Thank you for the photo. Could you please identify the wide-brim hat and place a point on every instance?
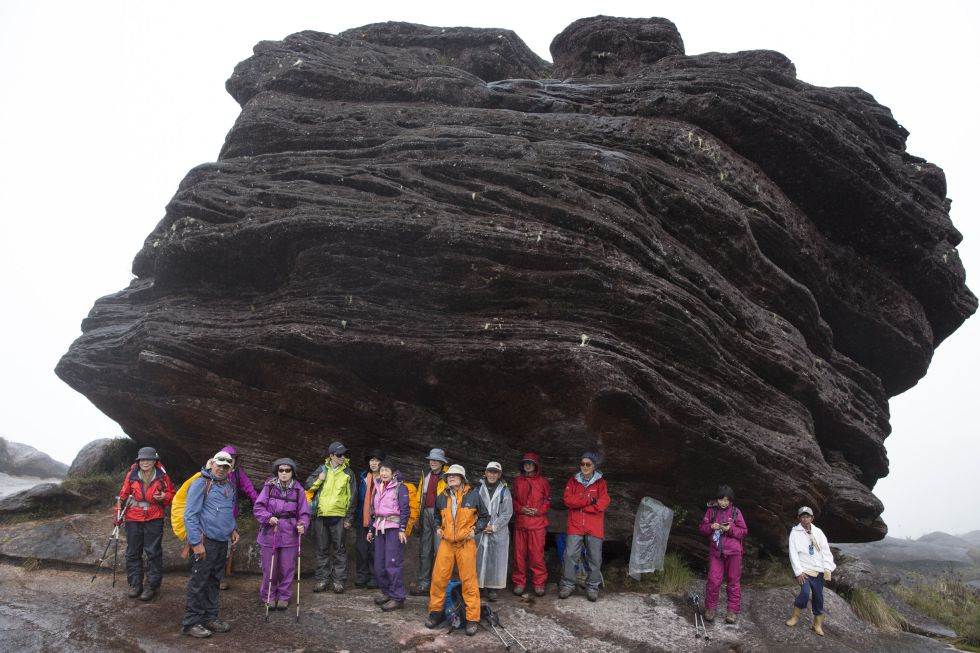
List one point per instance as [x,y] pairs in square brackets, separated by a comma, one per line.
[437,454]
---
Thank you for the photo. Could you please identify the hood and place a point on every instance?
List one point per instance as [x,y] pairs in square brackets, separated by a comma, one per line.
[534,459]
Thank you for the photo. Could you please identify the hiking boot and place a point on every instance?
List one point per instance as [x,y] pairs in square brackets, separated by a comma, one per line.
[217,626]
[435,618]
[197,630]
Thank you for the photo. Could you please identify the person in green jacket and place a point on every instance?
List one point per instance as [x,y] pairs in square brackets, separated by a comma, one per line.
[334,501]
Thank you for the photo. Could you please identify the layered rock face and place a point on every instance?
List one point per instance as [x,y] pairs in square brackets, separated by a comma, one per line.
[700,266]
==
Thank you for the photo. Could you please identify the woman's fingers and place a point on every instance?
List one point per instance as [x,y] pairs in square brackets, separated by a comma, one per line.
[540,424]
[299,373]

● Aim of the task
Which lines of the records above hold the word "every"? Copy each of them.

● Exercise response
Thank you for the photo. Could you please identify the wide-brim hat and place a point on every instance?
Thank you for the photo. Could you please identify the hood and place a point on every instance?
Thank you for the photo. Could you please identify the hiking boot and place a point on every instance?
Thank you for the photo. Could you please identify the person in green jacket and place a point on every instance?
Thank you for the photo. Could you please identify the layered rock face and place a point on every instance?
Thank you for the photo. Could you please identify the woman's fingers and place a point on every instance?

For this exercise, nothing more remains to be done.